Provided data
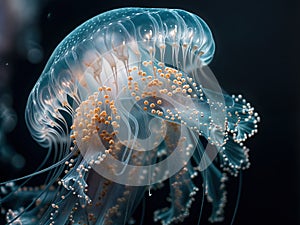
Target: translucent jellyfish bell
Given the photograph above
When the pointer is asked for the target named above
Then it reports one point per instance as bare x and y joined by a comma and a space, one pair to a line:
123, 102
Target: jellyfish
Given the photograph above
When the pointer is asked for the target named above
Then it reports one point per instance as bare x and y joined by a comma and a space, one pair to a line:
127, 105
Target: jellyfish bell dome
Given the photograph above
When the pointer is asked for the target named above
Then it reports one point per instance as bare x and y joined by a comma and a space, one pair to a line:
126, 102
150, 48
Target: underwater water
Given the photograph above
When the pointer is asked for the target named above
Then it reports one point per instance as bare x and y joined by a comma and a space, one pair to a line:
136, 153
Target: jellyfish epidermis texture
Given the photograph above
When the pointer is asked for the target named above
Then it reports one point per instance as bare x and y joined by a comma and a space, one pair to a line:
127, 104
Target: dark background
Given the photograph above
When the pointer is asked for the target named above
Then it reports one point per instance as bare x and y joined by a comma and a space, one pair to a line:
256, 55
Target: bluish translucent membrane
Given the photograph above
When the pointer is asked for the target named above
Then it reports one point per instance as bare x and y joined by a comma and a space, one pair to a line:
122, 103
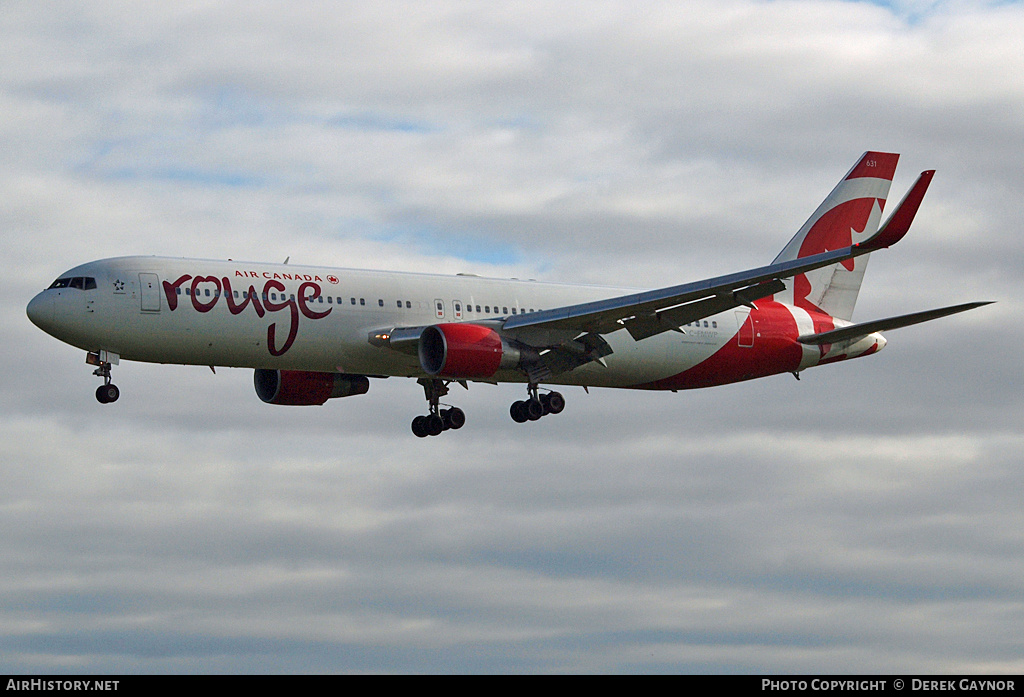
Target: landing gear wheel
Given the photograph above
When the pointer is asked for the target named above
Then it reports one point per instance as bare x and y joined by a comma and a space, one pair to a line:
555, 402
454, 418
434, 425
437, 420
534, 408
108, 393
518, 412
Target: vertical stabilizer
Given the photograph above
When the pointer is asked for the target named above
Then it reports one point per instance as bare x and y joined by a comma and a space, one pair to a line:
849, 215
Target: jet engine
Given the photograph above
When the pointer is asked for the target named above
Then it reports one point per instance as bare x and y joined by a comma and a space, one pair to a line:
304, 388
464, 350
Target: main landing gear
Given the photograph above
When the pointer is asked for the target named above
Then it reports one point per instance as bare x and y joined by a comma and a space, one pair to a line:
438, 420
108, 392
537, 405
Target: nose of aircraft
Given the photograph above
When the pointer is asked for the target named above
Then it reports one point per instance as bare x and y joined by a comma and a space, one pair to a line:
40, 311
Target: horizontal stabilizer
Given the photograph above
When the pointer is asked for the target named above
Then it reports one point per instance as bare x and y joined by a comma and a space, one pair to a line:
864, 329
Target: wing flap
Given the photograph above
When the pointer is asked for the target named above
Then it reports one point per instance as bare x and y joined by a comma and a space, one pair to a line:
857, 331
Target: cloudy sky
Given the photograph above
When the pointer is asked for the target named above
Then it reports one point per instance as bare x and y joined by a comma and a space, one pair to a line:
866, 519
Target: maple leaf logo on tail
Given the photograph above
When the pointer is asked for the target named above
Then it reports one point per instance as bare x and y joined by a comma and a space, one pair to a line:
848, 215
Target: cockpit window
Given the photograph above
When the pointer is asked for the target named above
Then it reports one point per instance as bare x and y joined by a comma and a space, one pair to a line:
80, 282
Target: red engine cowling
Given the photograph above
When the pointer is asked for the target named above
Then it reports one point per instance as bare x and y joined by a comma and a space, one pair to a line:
464, 350
303, 388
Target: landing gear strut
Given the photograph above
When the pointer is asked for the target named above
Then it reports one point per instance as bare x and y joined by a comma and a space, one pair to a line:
108, 392
537, 405
437, 420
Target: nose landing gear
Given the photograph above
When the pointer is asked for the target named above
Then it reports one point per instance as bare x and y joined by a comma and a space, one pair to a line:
108, 392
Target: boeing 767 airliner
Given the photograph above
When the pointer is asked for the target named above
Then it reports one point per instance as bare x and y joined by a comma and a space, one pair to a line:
314, 333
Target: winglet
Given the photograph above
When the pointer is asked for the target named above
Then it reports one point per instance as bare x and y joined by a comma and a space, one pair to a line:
899, 222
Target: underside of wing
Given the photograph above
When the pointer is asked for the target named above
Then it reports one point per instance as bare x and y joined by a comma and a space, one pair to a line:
854, 332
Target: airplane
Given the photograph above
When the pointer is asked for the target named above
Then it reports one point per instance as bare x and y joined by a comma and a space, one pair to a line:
315, 333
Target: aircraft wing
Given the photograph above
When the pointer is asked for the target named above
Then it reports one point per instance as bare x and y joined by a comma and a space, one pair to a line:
864, 329
650, 312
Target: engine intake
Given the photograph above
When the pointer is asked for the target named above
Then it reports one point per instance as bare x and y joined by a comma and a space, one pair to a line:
464, 350
303, 388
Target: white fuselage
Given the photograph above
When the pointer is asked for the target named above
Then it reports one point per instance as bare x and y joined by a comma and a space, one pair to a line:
282, 316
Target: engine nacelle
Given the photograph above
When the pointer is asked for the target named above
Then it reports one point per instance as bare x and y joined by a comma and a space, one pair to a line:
464, 350
303, 388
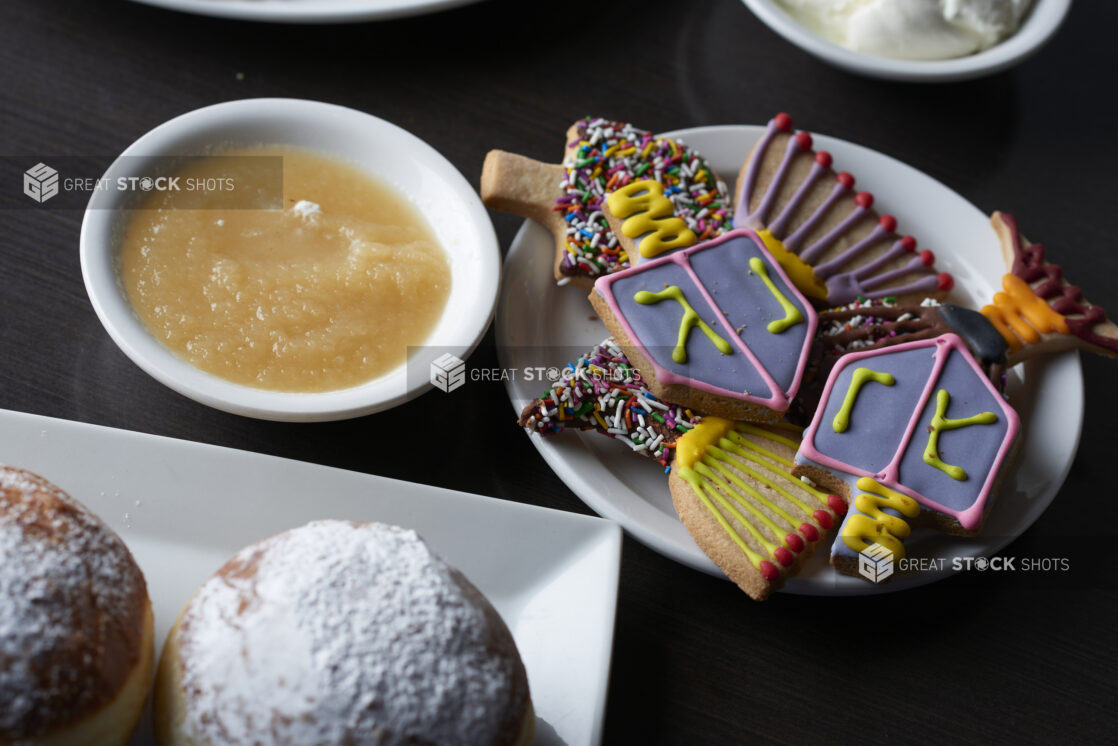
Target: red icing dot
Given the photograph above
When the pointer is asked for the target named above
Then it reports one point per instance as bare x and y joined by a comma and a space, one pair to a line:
794, 543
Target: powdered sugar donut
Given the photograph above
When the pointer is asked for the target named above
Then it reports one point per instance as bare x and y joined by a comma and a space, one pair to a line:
76, 641
341, 633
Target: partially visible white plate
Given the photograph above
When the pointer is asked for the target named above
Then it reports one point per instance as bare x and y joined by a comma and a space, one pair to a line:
1038, 28
185, 508
309, 11
536, 317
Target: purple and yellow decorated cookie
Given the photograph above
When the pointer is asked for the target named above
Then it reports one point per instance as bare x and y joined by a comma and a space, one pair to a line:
718, 328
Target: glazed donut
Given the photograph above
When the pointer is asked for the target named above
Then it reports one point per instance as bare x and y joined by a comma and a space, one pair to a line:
341, 633
76, 640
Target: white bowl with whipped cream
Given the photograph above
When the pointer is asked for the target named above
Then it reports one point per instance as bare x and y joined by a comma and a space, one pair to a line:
918, 40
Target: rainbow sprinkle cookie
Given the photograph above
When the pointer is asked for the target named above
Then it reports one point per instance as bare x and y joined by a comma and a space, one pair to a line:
602, 390
607, 156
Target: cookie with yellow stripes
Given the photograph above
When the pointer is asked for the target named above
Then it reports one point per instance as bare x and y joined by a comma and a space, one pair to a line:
732, 487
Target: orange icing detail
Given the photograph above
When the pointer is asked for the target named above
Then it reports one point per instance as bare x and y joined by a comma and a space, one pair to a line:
1019, 314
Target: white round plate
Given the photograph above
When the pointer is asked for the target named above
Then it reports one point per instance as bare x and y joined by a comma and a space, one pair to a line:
1042, 21
309, 11
536, 318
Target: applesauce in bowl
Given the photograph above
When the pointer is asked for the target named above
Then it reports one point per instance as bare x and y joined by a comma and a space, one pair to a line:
327, 293
325, 348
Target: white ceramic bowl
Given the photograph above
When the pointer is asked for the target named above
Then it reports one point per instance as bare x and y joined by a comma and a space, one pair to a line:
434, 186
1039, 26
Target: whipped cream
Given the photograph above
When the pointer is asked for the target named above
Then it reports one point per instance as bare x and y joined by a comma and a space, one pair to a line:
911, 29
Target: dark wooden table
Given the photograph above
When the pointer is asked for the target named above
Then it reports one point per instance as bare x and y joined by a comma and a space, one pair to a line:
694, 660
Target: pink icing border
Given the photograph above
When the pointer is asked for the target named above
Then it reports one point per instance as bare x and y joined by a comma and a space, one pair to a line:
969, 518
780, 399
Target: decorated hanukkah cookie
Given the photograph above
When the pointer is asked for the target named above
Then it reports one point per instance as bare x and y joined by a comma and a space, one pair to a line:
910, 431
732, 487
680, 196
602, 390
717, 328
1039, 311
825, 232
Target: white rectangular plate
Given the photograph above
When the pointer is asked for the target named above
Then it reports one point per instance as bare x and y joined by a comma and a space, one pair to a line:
185, 508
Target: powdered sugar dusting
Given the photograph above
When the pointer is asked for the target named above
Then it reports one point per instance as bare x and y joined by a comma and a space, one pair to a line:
346, 633
68, 592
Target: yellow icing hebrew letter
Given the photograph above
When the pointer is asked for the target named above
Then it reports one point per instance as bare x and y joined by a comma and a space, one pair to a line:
645, 211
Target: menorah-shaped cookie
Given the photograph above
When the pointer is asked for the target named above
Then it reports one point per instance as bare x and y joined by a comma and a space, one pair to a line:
906, 440
680, 199
602, 390
731, 483
826, 235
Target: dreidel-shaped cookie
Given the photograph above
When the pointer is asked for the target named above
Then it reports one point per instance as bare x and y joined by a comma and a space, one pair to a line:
670, 194
824, 233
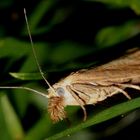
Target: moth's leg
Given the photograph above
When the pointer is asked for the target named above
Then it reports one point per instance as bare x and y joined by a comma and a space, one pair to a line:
122, 91
130, 86
79, 101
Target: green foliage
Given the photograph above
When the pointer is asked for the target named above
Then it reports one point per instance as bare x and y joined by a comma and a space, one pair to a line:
65, 39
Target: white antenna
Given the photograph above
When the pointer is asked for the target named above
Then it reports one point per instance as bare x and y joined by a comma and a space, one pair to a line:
26, 88
34, 53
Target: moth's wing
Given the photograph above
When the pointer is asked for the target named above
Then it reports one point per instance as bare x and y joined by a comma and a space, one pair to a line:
124, 69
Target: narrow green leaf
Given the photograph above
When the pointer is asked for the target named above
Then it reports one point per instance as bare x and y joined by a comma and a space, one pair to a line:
11, 120
101, 117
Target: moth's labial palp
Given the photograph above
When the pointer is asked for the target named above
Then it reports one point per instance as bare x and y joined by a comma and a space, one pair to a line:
60, 91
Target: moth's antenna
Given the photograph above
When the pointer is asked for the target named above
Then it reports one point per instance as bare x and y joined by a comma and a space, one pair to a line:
34, 53
26, 88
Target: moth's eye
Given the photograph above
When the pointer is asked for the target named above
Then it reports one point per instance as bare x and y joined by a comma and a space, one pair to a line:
60, 91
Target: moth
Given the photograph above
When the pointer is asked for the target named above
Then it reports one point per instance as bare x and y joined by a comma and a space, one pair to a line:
89, 86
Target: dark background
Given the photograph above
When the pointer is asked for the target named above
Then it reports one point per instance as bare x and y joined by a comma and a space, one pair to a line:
68, 36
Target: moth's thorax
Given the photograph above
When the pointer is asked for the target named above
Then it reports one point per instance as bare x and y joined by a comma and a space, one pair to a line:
60, 89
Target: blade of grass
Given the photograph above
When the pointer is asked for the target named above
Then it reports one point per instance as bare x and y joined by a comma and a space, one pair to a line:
101, 117
11, 120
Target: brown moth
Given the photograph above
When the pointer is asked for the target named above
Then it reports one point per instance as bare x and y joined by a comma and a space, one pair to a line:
89, 86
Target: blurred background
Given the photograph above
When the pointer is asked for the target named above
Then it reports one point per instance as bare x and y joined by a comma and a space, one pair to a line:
68, 35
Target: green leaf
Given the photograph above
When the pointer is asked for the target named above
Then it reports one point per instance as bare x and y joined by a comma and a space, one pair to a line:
101, 117
11, 120
112, 35
26, 76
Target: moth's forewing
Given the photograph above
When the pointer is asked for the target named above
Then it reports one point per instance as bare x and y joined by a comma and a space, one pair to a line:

Exercise
Give back exactly the lines running from the line containing "Target: moth's thorax" through the end of the material above, both included, and nothing beyond them.

Final result
Target: moth's thorax
Given the photograph above
When the pointer is asked for the target named above
Then it reports one point per instance as bare x and y joined by a comma and a space, one pair to a line:
60, 89
Target: blade of grass
Given the photograph above
When the pointer is asked for the target named above
Then it reports one point per instance as bare x and y joined by a comma and a space, one pair to a line:
101, 117
11, 120
Target: brown moth
Given the photograph above
When the pointer is asked for the target named above
Then it reports one point per instance as bare x and y joined by a comma and a space, one pair to a line:
89, 86
Target: blurred background
Given the photograph above
When the pointer is asked for the target named above
Then it reports one point per instance as bare x and y joined by a comma and a space, one pair to a line:
68, 35
Target: green leaf
Given the photograph above
When the pointer is asked for the target named above
Then it reports one point per instance as bare x and y joined by a comma and a space, one pair to a line:
101, 117
11, 120
112, 35
26, 76
Target: moth's forewing
Given the photograph above
When the pointer is asked for the target named above
Then it reports one point per instance as bare x and y joined by a comma and a space, one pair to a line:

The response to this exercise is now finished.